[[ EXTRACTED DATA open ]]
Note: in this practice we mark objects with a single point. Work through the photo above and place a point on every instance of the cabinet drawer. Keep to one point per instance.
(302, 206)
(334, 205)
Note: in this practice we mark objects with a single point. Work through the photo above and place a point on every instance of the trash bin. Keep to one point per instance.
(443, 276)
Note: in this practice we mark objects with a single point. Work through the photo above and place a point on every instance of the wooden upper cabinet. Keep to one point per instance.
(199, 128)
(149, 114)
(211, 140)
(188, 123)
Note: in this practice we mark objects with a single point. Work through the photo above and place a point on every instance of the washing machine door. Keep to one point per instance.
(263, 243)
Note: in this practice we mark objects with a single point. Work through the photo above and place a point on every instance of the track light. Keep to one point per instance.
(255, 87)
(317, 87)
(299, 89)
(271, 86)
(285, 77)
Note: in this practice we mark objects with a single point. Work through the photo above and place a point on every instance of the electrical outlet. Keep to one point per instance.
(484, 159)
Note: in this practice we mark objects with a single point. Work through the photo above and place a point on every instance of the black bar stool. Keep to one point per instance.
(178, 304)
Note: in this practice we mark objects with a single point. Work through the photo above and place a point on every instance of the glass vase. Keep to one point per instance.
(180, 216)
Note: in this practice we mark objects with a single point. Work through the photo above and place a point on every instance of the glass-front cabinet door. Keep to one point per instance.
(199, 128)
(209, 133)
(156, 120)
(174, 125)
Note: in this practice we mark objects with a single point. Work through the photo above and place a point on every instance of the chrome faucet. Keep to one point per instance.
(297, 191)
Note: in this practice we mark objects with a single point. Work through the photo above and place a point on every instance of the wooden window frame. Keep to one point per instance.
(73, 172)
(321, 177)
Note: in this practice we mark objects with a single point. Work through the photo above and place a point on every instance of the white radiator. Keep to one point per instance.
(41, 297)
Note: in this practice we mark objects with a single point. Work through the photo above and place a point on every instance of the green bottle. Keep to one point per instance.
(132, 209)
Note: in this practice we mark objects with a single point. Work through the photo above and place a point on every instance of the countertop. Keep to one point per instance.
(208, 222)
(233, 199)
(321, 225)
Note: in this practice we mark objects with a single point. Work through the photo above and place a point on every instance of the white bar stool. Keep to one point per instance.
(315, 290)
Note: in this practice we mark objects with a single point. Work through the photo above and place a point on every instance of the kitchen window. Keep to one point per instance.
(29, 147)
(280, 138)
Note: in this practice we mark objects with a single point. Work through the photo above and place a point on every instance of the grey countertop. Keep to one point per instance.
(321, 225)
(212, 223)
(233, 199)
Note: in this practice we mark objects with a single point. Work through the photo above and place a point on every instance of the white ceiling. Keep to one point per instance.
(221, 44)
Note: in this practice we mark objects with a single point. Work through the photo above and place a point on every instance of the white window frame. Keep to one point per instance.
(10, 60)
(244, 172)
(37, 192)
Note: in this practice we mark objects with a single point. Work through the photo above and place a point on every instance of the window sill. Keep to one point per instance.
[[ EXTRACTED DATA closed ]]
REQUIRED WORK: Word for word, write out all of the entries.

SOLUTION TO THE EXERCISE:
Note: in this practice we mark objects with a single point. Work through the photo above and place a point on every instance of the cabinet drawer. Keep to one point per instance.
(302, 206)
(334, 205)
Note: in this practice we mark objects with a single point. Work through the photo above and place a point on every instance of the trash bin. Keep to one point per instance.
(443, 276)
Note: in this practice we mark objects with a single point. Work through the photo above and place a point on every instance of the wooden upper cabinet. Keep to one point per instance.
(199, 128)
(149, 114)
(211, 140)
(188, 123)
Note: in this practice we mark objects with a single point. Work through the photo above and place a point on every instance of the washing machine door. Keep to one point per instance.
(263, 243)
Note: in this practice we mark objects with a single point. Work through the photo above and place a point on every instance of the track light. Keep to one point per instance.
(255, 87)
(317, 87)
(299, 89)
(271, 86)
(285, 77)
Note: in this practice we mark objects with a single point. Work through the photo above and place a point on every instance of the electrical outlet. Keep to one point per instance.
(484, 159)
Note: in this practice we mark objects with a single point. Work through the photo above and place a point on every instance of the black bar stool. Keep to one point per instance.
(178, 304)
Note: in this practice we mark objects with a single point. Work through the photo above and place a point on every instance of the glass vase. Keep to one point per instance.
(180, 216)
Note: in this practice we mark objects with a single point. Work through the photo above and place a point on every instance of the glass-front cabinet door. Keep to one point per instance.
(199, 128)
(209, 133)
(156, 120)
(174, 125)
Note: in this practice we mark objects with a single point. Work through the photo above and place a point on every instance of the chrome faucet. Keep to one point per instance.
(297, 191)
Note: in this practice we mark objects with a single point. Work through the photo above and place a point on every instance of the wooden window frame. Keep to one point per instance.
(73, 172)
(321, 177)
Note: in this practice we mark objects with a single point. Work through the photo above and place a point on every instance of the white radiator. Keep to one point per instance.
(41, 297)
Note: in this practice we mark objects with a single point. Work through the photo above and place a point on every instance of the green bottle. Keep to one point per instance.
(132, 209)
Note: in this practice we mark objects with a single point. Work through the photo above and place a point on every instance of the countertop. Keep to one point per instance.
(208, 222)
(233, 199)
(321, 225)
Note: in this practice we mark objects with a single point. Work through the photo above and place a point on every instance of the white bar stool. Keep to one point per instance.
(315, 290)
Note: in this practice we mark objects with a single point. Work through the photo above and place a point on every instance of the kitchen window. Keep to one point per instance.
(29, 147)
(280, 138)
Note: in this practice we mark objects with a single point. Work through the photo above and place a point on every instance of the grey countertop. Keep to one point per instance.
(321, 225)
(212, 223)
(233, 199)
Note: in this practice we mark objects with a single point. Work through the photo above and place a point on every instance of the white ceiling. Keep to one point per instance.
(221, 44)
Note: in this practice we mark objects with a single point. Work through the photo above and place a point on every instance of the white window frame. Keep to one point per instance.
(10, 60)
(244, 172)
(37, 192)
Note: in this practice we mark objects with a single point. Work through the photo above and place a point on every instance of the window sill. Keep to one point per instance.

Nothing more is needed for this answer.